• Aim of the exercise: Scan the records below for the word "hair". Copy each line where it appears.

Supplied entries section start

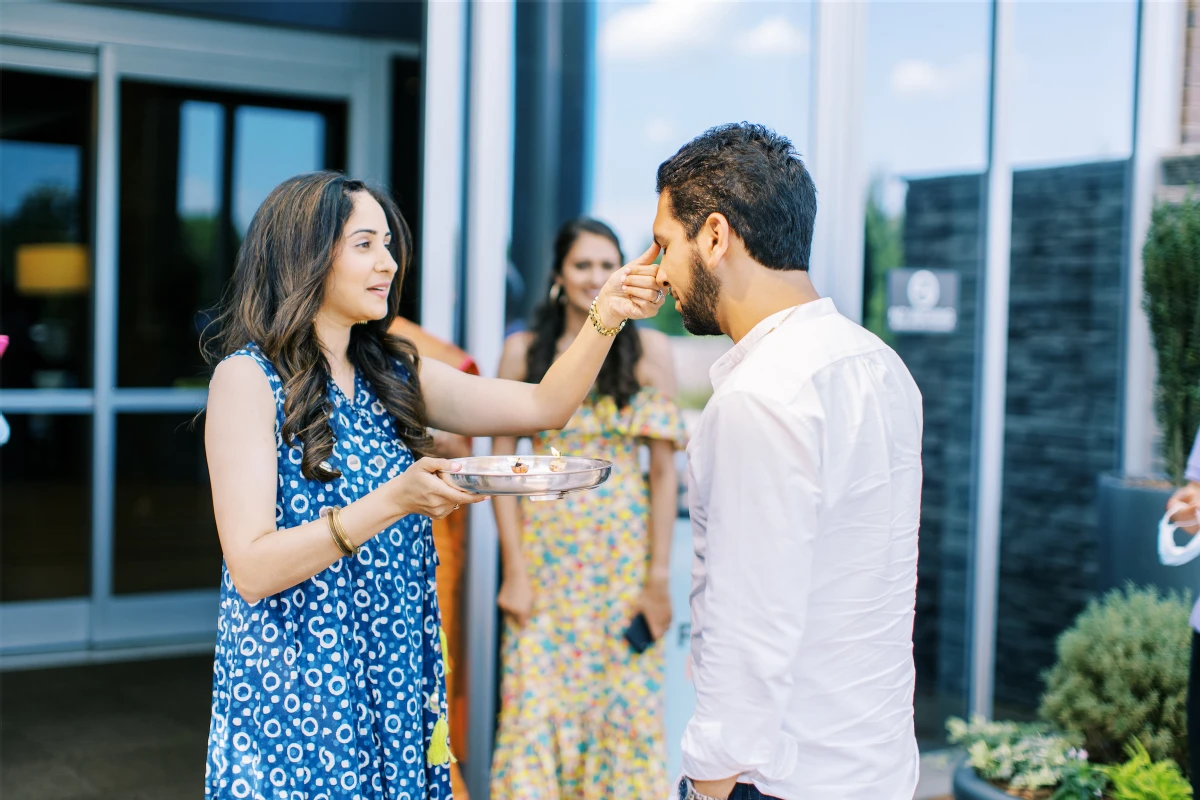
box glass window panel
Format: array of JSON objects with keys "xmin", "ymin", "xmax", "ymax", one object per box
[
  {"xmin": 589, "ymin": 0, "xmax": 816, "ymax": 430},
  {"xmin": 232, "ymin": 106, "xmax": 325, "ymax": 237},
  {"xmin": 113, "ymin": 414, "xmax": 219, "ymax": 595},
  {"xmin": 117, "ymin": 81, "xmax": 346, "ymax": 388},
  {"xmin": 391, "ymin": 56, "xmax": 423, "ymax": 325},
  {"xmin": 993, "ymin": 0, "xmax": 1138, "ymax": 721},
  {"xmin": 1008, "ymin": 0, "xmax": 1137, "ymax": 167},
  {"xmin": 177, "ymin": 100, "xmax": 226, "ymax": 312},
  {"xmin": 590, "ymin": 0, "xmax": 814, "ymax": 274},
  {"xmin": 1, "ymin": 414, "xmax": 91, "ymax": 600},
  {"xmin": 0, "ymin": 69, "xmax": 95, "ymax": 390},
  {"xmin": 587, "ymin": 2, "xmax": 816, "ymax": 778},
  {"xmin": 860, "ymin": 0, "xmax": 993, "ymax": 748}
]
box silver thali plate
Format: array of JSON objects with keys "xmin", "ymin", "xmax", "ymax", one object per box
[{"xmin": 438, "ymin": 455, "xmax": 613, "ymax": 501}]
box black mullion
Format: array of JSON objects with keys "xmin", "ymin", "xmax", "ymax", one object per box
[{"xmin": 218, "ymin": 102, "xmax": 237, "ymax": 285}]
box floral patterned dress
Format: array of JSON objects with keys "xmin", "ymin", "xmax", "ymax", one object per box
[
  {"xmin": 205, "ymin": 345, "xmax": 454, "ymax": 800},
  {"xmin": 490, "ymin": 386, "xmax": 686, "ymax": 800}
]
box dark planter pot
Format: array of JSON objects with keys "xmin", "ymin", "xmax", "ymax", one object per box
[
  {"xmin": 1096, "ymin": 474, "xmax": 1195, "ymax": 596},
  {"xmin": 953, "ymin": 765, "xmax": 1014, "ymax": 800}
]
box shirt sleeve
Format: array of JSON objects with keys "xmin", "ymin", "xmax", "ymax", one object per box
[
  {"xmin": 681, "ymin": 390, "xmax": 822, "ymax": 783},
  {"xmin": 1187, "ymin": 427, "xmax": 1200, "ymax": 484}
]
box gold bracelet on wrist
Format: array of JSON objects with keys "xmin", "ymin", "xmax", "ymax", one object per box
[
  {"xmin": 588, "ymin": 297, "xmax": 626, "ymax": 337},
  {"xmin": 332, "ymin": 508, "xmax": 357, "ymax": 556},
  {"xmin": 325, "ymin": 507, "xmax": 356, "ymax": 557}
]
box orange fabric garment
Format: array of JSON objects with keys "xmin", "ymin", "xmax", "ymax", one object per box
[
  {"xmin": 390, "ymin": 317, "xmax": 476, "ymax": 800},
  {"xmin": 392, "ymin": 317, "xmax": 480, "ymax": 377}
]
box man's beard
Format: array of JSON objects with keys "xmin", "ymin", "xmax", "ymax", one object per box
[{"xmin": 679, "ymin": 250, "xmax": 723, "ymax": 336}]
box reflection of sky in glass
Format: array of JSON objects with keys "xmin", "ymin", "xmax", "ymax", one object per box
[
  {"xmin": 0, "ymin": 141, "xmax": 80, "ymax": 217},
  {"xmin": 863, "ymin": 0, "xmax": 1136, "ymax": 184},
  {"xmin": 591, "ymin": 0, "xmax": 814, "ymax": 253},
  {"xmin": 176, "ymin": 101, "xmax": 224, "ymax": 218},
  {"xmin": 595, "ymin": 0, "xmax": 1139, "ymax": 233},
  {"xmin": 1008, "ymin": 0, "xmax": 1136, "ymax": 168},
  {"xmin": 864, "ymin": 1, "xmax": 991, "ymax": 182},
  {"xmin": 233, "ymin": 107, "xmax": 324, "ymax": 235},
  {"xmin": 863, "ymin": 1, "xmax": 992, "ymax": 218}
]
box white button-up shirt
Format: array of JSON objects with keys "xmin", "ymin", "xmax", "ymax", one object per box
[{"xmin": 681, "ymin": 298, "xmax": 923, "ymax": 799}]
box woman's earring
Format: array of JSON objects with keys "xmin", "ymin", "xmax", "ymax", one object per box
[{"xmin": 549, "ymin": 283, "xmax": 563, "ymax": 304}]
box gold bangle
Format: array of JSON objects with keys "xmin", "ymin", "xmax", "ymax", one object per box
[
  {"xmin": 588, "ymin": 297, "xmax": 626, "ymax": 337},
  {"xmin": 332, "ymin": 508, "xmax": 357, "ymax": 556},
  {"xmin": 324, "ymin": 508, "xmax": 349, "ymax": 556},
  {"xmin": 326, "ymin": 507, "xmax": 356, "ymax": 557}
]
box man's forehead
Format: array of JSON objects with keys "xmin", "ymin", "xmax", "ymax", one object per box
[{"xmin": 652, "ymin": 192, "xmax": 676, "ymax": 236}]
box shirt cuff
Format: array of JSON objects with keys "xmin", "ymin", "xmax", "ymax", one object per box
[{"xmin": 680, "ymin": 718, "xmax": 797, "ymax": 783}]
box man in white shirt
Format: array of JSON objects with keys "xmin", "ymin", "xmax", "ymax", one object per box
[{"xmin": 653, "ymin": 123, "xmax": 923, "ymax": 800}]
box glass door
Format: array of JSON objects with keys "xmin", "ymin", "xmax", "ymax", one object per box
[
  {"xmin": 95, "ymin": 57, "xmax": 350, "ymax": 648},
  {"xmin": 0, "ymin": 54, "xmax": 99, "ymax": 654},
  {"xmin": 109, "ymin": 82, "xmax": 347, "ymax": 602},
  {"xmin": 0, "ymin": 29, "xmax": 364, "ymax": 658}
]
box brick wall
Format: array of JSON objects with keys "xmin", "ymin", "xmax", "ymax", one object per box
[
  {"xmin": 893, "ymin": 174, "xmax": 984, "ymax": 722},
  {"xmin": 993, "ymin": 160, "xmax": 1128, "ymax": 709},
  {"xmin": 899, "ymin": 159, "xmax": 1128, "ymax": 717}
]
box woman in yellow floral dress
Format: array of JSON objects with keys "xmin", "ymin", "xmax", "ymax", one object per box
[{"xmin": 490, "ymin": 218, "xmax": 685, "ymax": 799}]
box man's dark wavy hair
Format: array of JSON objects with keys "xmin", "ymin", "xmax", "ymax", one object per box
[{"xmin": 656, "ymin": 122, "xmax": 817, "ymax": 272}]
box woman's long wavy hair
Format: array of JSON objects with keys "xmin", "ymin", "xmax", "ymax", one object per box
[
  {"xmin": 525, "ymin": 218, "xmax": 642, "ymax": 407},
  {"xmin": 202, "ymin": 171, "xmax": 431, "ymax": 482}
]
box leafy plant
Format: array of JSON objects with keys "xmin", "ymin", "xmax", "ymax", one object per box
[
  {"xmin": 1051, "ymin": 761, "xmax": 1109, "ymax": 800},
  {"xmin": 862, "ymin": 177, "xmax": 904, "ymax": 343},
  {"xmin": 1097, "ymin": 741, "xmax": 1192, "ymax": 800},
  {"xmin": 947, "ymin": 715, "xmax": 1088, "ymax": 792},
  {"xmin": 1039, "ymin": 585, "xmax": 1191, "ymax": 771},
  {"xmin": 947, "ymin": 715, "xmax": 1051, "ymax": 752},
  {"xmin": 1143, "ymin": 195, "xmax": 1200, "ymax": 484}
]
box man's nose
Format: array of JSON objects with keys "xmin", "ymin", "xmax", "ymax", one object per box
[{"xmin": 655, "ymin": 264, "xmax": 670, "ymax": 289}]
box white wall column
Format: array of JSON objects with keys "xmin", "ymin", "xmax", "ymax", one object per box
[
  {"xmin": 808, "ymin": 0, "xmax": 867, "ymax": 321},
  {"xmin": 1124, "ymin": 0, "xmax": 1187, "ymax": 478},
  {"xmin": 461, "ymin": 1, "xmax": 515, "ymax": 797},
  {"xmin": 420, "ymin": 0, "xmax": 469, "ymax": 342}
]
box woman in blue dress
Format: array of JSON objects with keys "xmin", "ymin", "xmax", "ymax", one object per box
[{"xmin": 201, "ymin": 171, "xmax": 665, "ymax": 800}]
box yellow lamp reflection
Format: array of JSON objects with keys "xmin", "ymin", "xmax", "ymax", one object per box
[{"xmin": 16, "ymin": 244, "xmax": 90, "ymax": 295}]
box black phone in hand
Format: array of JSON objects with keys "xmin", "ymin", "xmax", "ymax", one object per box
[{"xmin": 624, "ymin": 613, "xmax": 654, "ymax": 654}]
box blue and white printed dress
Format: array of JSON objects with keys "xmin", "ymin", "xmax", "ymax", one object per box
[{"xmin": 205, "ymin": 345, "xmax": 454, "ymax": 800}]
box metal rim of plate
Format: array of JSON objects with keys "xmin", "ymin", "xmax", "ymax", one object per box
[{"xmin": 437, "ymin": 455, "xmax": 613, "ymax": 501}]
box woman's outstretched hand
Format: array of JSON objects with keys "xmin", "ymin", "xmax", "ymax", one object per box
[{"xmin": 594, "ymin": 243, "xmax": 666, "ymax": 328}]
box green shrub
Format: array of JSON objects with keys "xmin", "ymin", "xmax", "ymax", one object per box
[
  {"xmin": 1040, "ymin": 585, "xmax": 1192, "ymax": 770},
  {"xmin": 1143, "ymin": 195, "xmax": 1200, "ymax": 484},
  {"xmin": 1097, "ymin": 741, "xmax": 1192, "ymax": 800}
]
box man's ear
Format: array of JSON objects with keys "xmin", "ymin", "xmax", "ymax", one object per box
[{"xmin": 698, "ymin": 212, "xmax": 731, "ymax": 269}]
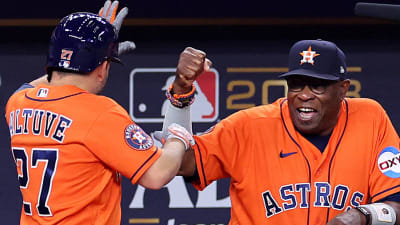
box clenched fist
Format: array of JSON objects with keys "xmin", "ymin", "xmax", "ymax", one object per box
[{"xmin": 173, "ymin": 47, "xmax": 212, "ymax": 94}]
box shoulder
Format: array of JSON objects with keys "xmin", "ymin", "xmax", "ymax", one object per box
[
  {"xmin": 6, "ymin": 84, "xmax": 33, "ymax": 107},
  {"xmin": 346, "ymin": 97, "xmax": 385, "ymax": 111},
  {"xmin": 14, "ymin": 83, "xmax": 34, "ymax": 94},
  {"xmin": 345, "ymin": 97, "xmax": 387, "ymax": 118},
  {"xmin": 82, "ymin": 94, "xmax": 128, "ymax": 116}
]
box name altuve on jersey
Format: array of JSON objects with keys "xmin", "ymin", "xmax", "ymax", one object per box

Supplied entries section end

• Problem solution:
box man's dark wavy hair
box woman's long wavy hair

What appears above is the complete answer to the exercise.